» **SHORT PROBLEM 1**: From the entries below, pick out every line that contains the string "building" and copy each one.

** Start of TEXT SHOWN **

On May 16th, the Inkwell will be hosting a tour of the Edward Hopper exhibit at the MFA. Read The Boston Globe's take on the artist and exhibition below.
The outsider
As if from afar, Edward Hopper looks into the American soul
Edward Hopper was not a great painter. He wielded his brushes with a heavy hand, his colors range from muddy to sour, his human figures are laughably clumsy. Trained as an illustrator, he knew how to exaggerate contrasts of light and shadow to good effect, and he had solid compositional instincts, but he was not an innovative formalist. He was what you may call a good enough painter.
But Hopper was a great artist. Some of his paintings remain indelibly fixed in the American collective consciousness. "Early Sunday Morning," the long, horizontal image of humble storefronts in a two-story brick building raked by the light of a rising sun; "Nighthawks," the nocturnal view into a diner where three customers and a busboy pass the time in the acidic glare of electric lights like characters in a Raymond Chandler novel: These and certain other Hopper paintings exude an uncanny fusion of the mundane and the transcendental, of cold-eyed realism and bottled-up feelings of loneliness, grief, love, and hope. Few artists have ever tapped so deeply into the 20th-century American soul.
"Edward Hopper," an exhibition opening on Sunday at the Museum of Fine Arts, affords an excellent opportunity to ponder just what it is that makes his paintings so spellbinding. Co-curated by Carol Troyen of the MFA; Franklin Kelly of the National Gallery of Art in Washington, D.C., where the show will travel in September; and Judith A. Barter of the Art Institute of Chicago, where it will appear next February, the show encompasses Hopper's whole, seven-decade career. It ranges from a self-portrait made in 1903-06 under the influence of his teacher Robert Henri to "Sun in an Empty Room," a dreamlike image made in 1963, four years before he died, that seems like a farewell to this earthly world.

** End of TEXT SHOWN **
** Start of ITEMS **

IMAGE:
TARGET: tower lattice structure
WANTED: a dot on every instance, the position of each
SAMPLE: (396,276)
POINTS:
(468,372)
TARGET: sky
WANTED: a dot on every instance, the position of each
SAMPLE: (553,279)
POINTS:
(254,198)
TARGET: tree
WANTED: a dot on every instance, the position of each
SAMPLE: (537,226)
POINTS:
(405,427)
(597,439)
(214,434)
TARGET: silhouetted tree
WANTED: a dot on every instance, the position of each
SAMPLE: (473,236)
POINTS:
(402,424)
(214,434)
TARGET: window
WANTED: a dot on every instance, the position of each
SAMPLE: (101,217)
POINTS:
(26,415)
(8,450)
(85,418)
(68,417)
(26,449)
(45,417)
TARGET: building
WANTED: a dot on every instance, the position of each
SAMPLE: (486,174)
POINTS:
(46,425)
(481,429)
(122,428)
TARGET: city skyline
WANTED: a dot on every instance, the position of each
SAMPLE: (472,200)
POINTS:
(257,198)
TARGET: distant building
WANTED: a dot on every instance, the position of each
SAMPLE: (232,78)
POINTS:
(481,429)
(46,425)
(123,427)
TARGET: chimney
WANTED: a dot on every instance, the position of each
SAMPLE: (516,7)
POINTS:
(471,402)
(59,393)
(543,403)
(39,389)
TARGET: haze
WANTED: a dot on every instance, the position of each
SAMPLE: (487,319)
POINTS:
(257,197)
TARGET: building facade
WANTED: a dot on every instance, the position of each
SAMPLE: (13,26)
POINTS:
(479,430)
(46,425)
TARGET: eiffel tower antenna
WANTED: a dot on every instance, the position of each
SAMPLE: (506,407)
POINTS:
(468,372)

** End of ITEMS **
** Start of ITEMS **

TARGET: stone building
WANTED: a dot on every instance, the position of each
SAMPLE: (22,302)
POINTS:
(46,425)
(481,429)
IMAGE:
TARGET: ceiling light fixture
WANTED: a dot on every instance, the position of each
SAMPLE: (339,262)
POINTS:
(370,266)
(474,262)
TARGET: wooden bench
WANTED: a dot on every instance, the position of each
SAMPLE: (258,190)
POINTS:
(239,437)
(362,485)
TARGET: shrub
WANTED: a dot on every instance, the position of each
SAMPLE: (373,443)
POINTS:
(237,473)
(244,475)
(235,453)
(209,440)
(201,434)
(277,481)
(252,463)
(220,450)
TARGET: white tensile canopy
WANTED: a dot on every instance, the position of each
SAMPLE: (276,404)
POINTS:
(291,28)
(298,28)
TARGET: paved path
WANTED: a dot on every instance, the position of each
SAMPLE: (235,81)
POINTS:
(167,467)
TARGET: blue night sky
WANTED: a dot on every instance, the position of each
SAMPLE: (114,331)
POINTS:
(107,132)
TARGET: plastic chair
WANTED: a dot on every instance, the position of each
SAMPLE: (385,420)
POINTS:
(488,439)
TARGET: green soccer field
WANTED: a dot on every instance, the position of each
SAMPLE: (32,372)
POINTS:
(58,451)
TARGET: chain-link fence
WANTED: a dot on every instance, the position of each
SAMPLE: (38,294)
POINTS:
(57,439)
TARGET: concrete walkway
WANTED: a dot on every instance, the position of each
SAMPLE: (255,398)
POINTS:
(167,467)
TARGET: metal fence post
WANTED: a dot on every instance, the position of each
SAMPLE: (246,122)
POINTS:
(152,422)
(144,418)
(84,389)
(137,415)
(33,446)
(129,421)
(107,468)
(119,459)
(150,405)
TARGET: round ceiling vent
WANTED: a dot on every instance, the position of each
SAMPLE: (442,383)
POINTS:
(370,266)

** End of ITEMS **

» **SHORT PROBLEM 2**: List every painting that the Edward Hopper article above names by title.

» **TASK RESPONSE 1**:
TARGET: building
TARGET: distant building
TARGET: building facade
TARGET: stone building

» **TASK RESPONSE 2**:
"Early Sunday Morning"
"Nighthawks"
"Sun in an Empty Room"